▶ _Task directions_
The answer is to contain only the line containing "Point to the wooden gate." and the lines after it through the last one, each reproduced exactly as it appears below.

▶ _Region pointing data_
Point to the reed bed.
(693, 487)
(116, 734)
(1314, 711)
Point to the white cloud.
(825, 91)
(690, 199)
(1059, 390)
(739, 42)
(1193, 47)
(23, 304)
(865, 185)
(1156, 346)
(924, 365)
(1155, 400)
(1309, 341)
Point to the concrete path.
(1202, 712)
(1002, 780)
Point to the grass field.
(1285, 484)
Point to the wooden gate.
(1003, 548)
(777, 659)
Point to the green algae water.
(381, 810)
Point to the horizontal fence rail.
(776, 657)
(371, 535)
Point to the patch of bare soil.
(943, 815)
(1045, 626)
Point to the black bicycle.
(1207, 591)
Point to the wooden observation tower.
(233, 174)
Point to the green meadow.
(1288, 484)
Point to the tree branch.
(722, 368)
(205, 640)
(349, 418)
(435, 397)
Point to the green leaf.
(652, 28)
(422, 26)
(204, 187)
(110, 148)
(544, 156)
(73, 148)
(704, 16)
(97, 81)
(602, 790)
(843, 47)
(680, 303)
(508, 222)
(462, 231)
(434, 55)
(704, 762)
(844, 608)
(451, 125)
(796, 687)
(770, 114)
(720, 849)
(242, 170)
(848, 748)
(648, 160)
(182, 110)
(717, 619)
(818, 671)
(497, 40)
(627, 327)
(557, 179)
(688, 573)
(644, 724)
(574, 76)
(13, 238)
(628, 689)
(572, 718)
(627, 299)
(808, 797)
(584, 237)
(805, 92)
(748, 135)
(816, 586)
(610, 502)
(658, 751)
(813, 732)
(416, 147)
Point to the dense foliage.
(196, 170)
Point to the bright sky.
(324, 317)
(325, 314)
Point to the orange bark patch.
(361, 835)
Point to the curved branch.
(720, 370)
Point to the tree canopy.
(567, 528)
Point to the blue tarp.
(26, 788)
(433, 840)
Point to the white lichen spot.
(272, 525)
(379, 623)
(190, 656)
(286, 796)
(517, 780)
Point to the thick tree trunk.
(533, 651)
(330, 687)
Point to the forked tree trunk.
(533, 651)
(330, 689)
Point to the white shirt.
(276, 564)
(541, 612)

▶ _Your solution_
Point to the wooden gate.
(1003, 548)
(777, 659)
Point to the green algae water.
(381, 810)
Point to the horizontal fence rail.
(776, 657)
(371, 535)
Point to the patch of bare soil.
(943, 815)
(1045, 626)
Point to the black bicycle.
(1207, 591)
Point to the wooden observation tower.
(233, 174)
Point to the green meadow.
(1288, 484)
Point to the tree branch.
(722, 368)
(205, 640)
(349, 418)
(435, 397)
Point to the green leaf.
(652, 28)
(422, 26)
(204, 187)
(110, 148)
(544, 156)
(73, 148)
(704, 16)
(97, 81)
(602, 790)
(843, 47)
(680, 303)
(508, 222)
(462, 231)
(434, 55)
(704, 762)
(844, 608)
(451, 125)
(796, 687)
(770, 114)
(720, 849)
(242, 170)
(848, 748)
(648, 160)
(182, 110)
(717, 619)
(818, 671)
(497, 40)
(627, 327)
(557, 179)
(688, 573)
(644, 724)
(574, 76)
(13, 238)
(628, 689)
(572, 718)
(627, 299)
(808, 797)
(584, 237)
(805, 92)
(748, 135)
(816, 586)
(610, 502)
(658, 751)
(813, 732)
(416, 147)
Point to the dense foliage.
(196, 170)
Point to the bright sky.
(324, 317)
(325, 314)
Point to the orange bark patch.
(361, 835)
Point to the curved branch.
(720, 370)
Point to the tree canopy.
(567, 528)
Point to the blue tarp.
(26, 788)
(433, 840)
Point to the white lichen spot.
(272, 525)
(379, 623)
(190, 656)
(286, 796)
(517, 780)
Point to the thick tree trunk.
(533, 651)
(330, 687)
Point to the forked tree trunk.
(533, 651)
(330, 689)
Point to the white shirt.
(276, 564)
(541, 612)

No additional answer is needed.